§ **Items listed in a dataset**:
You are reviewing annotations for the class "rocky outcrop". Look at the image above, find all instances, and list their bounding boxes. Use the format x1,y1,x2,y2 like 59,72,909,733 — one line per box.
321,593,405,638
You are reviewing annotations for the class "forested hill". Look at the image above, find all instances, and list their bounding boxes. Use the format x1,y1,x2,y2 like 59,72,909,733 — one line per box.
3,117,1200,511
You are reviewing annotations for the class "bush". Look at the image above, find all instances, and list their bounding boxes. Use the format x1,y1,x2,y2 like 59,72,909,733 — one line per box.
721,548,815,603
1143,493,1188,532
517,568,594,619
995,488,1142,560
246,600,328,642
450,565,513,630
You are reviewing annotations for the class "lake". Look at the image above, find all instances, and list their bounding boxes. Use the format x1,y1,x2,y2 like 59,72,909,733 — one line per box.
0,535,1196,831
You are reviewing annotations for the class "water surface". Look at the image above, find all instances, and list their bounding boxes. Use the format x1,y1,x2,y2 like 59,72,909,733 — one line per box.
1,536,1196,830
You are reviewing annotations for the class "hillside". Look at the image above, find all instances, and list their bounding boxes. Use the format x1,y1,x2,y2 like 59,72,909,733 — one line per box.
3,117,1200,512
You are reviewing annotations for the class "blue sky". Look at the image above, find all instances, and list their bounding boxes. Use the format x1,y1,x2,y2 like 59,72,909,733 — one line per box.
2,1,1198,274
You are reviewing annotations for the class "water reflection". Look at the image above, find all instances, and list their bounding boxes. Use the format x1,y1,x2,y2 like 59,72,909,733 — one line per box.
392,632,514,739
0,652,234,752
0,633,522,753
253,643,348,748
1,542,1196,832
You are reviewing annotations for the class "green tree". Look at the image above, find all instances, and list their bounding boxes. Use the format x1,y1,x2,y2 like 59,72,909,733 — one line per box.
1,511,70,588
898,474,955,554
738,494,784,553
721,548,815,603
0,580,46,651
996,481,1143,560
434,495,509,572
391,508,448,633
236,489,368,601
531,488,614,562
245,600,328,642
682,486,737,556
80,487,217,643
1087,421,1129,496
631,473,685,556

§ **THE PROBLEM**:
Please output every record exactly as it appears.

§ **EXERCISE ANSWER**:
You are reviewing annotations for the class "rocky outcrop". Look at the image above, find all instances, and list their bounding boxes. Use the format x1,y1,x2,y2 like 59,72,909,733 — one line per box.
321,593,405,638
You are reviewing annotations for the class "forested hill". Look at the image above, find all instances, and list their bounding boxes. Use the format x1,y1,x2,y2 like 59,72,909,733 — one line per box.
3,117,1200,511
You are reviewing annotations for the class "bush". Look at the image above, find all instances, and list their bounding boxes. Use the format x1,y1,x2,y2 like 59,72,909,733 — one line per box.
721,548,815,603
1143,493,1188,532
517,568,594,619
995,488,1142,560
246,600,328,642
450,565,513,630
You are reviewing annotations for the class "lake". Look at the image above, find all instances, and list their bounding boxes. Use the format x1,y1,x2,y2 like 59,72,909,733 — one line per box.
0,535,1196,831
You are reviewing annotations for the class "water surface". Look at the image above, find all instances, and list their bounding boxes. Use the format x1,y1,x2,y2 like 59,72,909,733 — one line per box.
1,536,1196,830
You are reviewing annotations for the class "hillside". Look at the image above, find all instances, and list their bounding boxes. Use the format x1,y1,x2,y2 like 59,72,909,733 — one line per box.
3,117,1200,512
You are reviewing annotations for the class "blue sky". Look at the image above, find all instances, and list their bounding boxes. Use the format x1,y1,x2,y2 like 59,72,909,733 — one line per box.
2,1,1198,274
You are reviewing annotations for the class "water reflection". Look at the image above, find all instances, and list their bounding boxes. Use the format x1,y1,x2,y2 like 59,72,909,733 — one line per box.
392,632,514,739
0,652,234,752
0,633,522,753
253,643,348,748
1,542,1196,832
You are reviewing annotations for the class "green tree". Look at the image above, find all instances, and list their bounding boxes. Use the format x1,y1,x2,y2 like 59,72,909,733 — one line per box.
1,511,70,588
898,474,955,554
738,494,784,553
721,548,815,603
0,580,46,651
996,481,1143,560
434,495,509,572
391,508,448,633
236,489,368,601
531,488,614,562
245,600,328,642
682,486,737,556
80,487,217,643
1087,421,1129,496
631,473,685,556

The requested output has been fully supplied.